Direction A:
In the Portugal excerpt below, what name does the writer give to the mix of the Portuguese language and the game of charades?

BEGIN Excerpted text

Updated on May 31, 2010

Having spent a lot of time in Lisbon, Portugal since the summer of 2008, I have to say it’s been a very wild ride. And when I say wild I mean it. Unfortunately my love affair with this wonderful Iberian country must come to a temporary end.

Which is a shame – because Portugal will suffer the loss of the One True Frog ... and damn but I’m going to miss the place.

Living In Portugal

Whilst living in Portugal, I've had the opportunity to experience some truly wonderful moments. I’ve met some of the warmest, friendliest and down right quirky people on the face of the planet.

I’ve experienced some of the most cringe making moments in my life. I’ve also had some of the funniest. And I’ve certainly had some of my drunkest. The floor and I have have been known to meet in Bairro Alto on more than one occasion.

I’ve learned how to communicate in a different language. It’s called Porturades. A 50/50 mix of the Portuguese language and the game of charades. I’m proud of my ability to invent a whole new form of communication. It never ceases to aamze me how resourceful I am. As well as idiotic.

END Excerpted text

Direction B:
Locate each line of the listing that contains the word "bell" and copy it out in full. Case counts.

BEGIN Dataset content

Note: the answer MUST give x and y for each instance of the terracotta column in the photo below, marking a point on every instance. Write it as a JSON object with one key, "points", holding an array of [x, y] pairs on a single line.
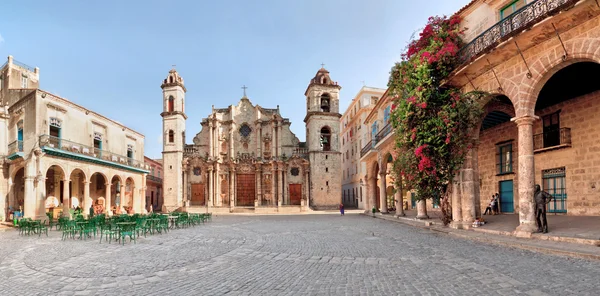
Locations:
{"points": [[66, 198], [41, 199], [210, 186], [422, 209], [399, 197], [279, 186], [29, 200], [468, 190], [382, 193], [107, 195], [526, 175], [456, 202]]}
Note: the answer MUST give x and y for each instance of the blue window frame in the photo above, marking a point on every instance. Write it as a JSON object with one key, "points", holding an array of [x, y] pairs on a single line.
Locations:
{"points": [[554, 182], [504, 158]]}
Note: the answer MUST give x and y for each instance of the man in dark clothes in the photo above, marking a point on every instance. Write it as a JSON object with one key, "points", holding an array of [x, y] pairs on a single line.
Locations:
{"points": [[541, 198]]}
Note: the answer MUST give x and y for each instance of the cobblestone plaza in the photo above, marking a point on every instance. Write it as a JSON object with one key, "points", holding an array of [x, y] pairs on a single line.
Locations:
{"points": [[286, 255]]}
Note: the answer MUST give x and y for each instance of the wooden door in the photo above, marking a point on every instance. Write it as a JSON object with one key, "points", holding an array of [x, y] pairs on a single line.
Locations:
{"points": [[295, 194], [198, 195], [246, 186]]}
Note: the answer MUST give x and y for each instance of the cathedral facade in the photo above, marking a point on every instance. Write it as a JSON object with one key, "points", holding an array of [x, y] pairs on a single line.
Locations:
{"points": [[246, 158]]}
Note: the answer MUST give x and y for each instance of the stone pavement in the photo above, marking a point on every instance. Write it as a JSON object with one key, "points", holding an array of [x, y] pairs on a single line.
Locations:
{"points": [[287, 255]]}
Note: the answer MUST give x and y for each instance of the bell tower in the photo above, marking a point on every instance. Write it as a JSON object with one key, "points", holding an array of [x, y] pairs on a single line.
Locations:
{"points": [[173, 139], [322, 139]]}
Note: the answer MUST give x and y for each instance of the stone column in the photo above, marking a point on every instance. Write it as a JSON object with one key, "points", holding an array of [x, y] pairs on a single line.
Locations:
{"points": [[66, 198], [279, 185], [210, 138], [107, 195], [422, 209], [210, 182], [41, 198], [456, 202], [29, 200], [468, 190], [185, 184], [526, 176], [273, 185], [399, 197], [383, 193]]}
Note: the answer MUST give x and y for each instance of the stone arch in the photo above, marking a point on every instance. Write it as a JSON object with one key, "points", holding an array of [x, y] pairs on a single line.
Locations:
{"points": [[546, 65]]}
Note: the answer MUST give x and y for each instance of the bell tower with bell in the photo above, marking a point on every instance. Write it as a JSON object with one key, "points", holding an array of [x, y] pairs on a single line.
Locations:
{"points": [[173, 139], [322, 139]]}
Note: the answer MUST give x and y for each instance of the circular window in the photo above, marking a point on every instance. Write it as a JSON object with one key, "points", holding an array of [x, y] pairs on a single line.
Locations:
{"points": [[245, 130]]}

END Dataset content
BEGIN Dataset content

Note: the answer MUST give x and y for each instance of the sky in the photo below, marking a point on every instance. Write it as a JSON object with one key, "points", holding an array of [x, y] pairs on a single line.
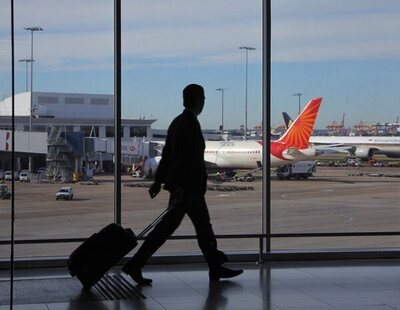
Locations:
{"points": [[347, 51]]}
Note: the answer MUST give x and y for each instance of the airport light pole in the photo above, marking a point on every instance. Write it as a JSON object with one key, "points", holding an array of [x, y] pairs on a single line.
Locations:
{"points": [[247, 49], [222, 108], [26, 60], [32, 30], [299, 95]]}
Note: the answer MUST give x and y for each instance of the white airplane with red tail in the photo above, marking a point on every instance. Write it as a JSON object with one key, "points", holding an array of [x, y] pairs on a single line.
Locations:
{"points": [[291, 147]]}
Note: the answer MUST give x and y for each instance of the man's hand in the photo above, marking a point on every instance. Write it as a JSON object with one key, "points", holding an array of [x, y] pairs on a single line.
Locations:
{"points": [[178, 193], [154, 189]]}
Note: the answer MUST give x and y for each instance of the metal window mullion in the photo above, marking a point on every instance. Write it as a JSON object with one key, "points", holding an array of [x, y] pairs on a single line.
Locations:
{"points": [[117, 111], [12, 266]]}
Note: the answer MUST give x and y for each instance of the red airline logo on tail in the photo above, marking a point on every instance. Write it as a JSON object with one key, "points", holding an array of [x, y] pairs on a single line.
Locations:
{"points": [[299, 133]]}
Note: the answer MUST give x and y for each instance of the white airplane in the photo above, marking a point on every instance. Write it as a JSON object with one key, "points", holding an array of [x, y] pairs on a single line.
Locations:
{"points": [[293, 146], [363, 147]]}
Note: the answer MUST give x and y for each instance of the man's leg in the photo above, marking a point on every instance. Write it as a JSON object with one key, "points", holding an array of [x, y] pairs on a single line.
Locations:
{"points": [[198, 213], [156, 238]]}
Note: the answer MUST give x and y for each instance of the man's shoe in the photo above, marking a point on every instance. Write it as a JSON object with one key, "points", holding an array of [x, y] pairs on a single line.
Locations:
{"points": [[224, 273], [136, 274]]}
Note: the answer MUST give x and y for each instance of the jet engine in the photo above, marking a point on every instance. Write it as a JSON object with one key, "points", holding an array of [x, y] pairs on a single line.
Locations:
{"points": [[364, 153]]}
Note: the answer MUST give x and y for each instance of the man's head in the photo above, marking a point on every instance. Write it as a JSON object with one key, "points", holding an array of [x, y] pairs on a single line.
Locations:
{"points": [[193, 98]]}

END Dataset content

Full answer A:
Porturades.

Full answer B:
Note: the answer MUST give x and y for each instance of the bell tower in the photo above, marking a point on every instance. Write it as a JSON object with one key, "points", holding an array of [x, y] pairs on a single line.
Note: the answer MUST give x and y for each instance of the bell tower with bell in the photo above, marking a point on every instance. Write it as a JSON object with one key, "points", holding an array of [x, y] pairs on a single line.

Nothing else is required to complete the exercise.